[DOCUMENT TEXT Boundary: Start]

I did what any mother of a studious kindergartener would do and scheduled the tonsillectomy and adenoidectomy over Christmas break. The anticipation for surgery was enough to cause much anxiety, but the surgeon and nurses were so great with her and we were escorted into the recovery room within about 45 minutes after the surgery started. Whew! She slept pretty soundly that first night and only woke about every 4 hours. I thought “Ok, I can handle this!” Then Day 2-10 occurred and I realized that the amount of pain she was in was serious and recovery may prove challenging.
If anyone’s child requires this common surgery, here’s a few tips so you’re not blind-sighted:
• Get a good night’s rest the day before surgery. This will be the last night you may sleep a full 4-8 hours at once for the next 2 weeks. You may have to revert back to an infant feeding schedule of waking every 2-3 hours.

[DOCUMENT TEXT Boundary: End]

▶ [TASK LIST]:
A - Translate this sentence from the post about tonsillectomy recovery into Spanish: "She slept pretty soundly that first night and only woke about every 4 hours."
B - List every length of time in the tonsillectomy recovery post that is measured in hours.

[EXCERPTED RECORDS Boundary: Start]

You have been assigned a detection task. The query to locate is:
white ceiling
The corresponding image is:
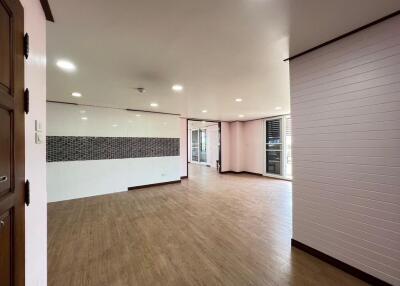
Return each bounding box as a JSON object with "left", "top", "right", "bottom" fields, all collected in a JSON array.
[
  {"left": 47, "top": 0, "right": 400, "bottom": 120},
  {"left": 188, "top": 120, "right": 218, "bottom": 129}
]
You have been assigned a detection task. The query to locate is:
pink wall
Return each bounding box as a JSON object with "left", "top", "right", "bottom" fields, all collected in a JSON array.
[
  {"left": 180, "top": 118, "right": 188, "bottom": 177},
  {"left": 21, "top": 0, "right": 47, "bottom": 286},
  {"left": 229, "top": 122, "right": 244, "bottom": 172},
  {"left": 221, "top": 119, "right": 264, "bottom": 174}
]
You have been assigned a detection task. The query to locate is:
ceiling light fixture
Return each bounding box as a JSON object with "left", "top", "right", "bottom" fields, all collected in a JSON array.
[
  {"left": 56, "top": 60, "right": 76, "bottom": 72},
  {"left": 172, "top": 84, "right": 183, "bottom": 92},
  {"left": 71, "top": 92, "right": 82, "bottom": 97}
]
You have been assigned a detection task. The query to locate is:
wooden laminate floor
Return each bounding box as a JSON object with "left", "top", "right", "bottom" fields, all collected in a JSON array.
[{"left": 48, "top": 165, "right": 365, "bottom": 286}]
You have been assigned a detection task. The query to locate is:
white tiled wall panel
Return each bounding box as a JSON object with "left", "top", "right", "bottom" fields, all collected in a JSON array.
[
  {"left": 290, "top": 16, "right": 400, "bottom": 285},
  {"left": 47, "top": 103, "right": 181, "bottom": 202}
]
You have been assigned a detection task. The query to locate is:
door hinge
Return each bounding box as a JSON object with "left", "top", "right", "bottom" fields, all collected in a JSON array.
[
  {"left": 24, "top": 33, "right": 29, "bottom": 59},
  {"left": 24, "top": 88, "right": 29, "bottom": 114},
  {"left": 25, "top": 180, "right": 31, "bottom": 206}
]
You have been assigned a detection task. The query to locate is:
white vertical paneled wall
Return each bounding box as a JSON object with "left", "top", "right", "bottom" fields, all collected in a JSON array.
[
  {"left": 22, "top": 0, "right": 47, "bottom": 286},
  {"left": 47, "top": 103, "right": 181, "bottom": 202},
  {"left": 290, "top": 16, "right": 400, "bottom": 285}
]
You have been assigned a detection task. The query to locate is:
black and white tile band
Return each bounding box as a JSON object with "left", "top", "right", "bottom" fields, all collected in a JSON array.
[{"left": 46, "top": 136, "right": 179, "bottom": 162}]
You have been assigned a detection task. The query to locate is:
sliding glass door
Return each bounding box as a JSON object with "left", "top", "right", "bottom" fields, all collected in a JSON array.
[
  {"left": 192, "top": 129, "right": 207, "bottom": 164},
  {"left": 192, "top": 130, "right": 199, "bottom": 162},
  {"left": 264, "top": 116, "right": 292, "bottom": 179},
  {"left": 265, "top": 118, "right": 283, "bottom": 176},
  {"left": 199, "top": 129, "right": 207, "bottom": 163}
]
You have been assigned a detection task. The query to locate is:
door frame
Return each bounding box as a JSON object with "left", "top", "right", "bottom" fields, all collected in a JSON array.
[
  {"left": 0, "top": 0, "right": 26, "bottom": 286},
  {"left": 186, "top": 118, "right": 222, "bottom": 178},
  {"left": 262, "top": 114, "right": 291, "bottom": 180}
]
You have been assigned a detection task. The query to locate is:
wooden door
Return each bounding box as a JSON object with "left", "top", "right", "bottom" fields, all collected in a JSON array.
[{"left": 0, "top": 0, "right": 25, "bottom": 286}]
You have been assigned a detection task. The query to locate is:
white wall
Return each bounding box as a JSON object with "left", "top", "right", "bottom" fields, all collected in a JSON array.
[
  {"left": 47, "top": 103, "right": 181, "bottom": 202},
  {"left": 290, "top": 16, "right": 400, "bottom": 285},
  {"left": 21, "top": 0, "right": 47, "bottom": 286}
]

[EXCERPTED RECORDS Boundary: End]

▶ [ANSWERS BY ITEM]:
A - Durmió bastante profundamente esa primera noche y solo se despertó aproximadamente cada 4 horas.

B -
- about every 4 hours
- 4-8 hours
- every 2-3 hours